RT : Les membres de familles de 17 victimes des attentats à Paris du 13 novembre 2015 s’apprêtent à porter plainte contre le gouvernement. Qu’est-ce qui les y pousse ?

Samia Maktouf (S. M.) : Les familles des victimes des attentats du 13 novembre ont décidé de porter plainte contre l’Etat parce qu’il y a eu de très graves disfonctionnements de la part des services de l’Etat, notamment dans le cadre de la surveillance d’un des assaillant, kamikaze du Bataclan Samy Amimour. Je vous rappelle que Samy Amimour était mis en examen pour avoir appartenu à une filière terroriste de recrutement vers la Syrie, il était interdit de voyager. Pour autant, Samy Amimour a pu violer les conditions du contrôle judiciaire, parce qu’ils n’allait pas pointer de manière hebdomadaire comme c’était prévenu par la décision de la justice et cela n’a jamais été sanctionné. Samy Amimour qui avait l’interdiction de quitter le territoire a pu refaire son passeport pour déjouer tout contrôle de la police de l’air et des frontières. Tout cela constitue d’extrêmement graves erreurs et graves disfonctionnements. Le service de renseignement français n’a pas fonctionné comme il fallait pour répercuter cette violation du contrôle judiciaire. Rien n’a été porté à la connaissance des services de renseignement internes ou externes pour interdire la fuite de Samy Amimour et bien d’autres terroristes connus, suivis et ayant tous des profils de personnes radicalisées.

Les familles considèrent que la mort de leurs enfants, leurs proches, leurs maris n’est pas une fatalité : ils sont morts parce que l’Etat français n’a pas assuré leur protection

RT : Il y a eu 130 victimes lors des attentats à Paris. Est-ce que d’autres familles vont rejoindre aux plaignants ?

════════

— Consignes —
**a.** Reproduisez à l'identique le passage de l'entretien qui va de « Les familles considèrent » à « rejoindre aux plaignants ? ».
**b.** D'après l'entretien, les membres des familles de combien de victimes s'apprêtent à porter plainte contre le gouvernement ?

— Données enregistrées —
════════

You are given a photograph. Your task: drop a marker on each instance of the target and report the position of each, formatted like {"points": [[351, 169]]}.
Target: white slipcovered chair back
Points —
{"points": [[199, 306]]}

════════

— Réponses dans l'ordre —
**a.**
Les familles considèrent que la mort de leurs enfants, leurs proches, leurs maris n’est pas une fatalité : ils sont morts parce que l’Etat français n’a pas assuré leur protection

RT : Il y a eu 130 victimes lors des attentats à Paris. Est-ce que d’autres familles vont rejoindre aux plaignants ?

**b.** Les membres des familles de 17 victimes des attentats du 13 novembre 2015.